Would you please return the lines of the material that contain the word "below"?
────────────────────────────────────────
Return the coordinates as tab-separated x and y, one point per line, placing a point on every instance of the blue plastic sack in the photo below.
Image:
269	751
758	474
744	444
────────────────────────────────────────
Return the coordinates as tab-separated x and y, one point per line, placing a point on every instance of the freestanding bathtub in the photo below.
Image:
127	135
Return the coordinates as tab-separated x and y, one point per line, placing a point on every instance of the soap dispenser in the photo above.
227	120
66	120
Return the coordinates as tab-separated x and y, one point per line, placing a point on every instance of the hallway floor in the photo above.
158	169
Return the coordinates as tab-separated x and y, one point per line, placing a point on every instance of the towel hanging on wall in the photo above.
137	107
────────────────────────────────────────
• [Written response]
Return the coordinates as tab-separated x and y, one point per line, placing a point on every instance of the blue plastic sack in the photo below.
Return the coordinates as tab-separated x and y, one point per line, placing a point on every instance of the freestanding bathtub in the photo below.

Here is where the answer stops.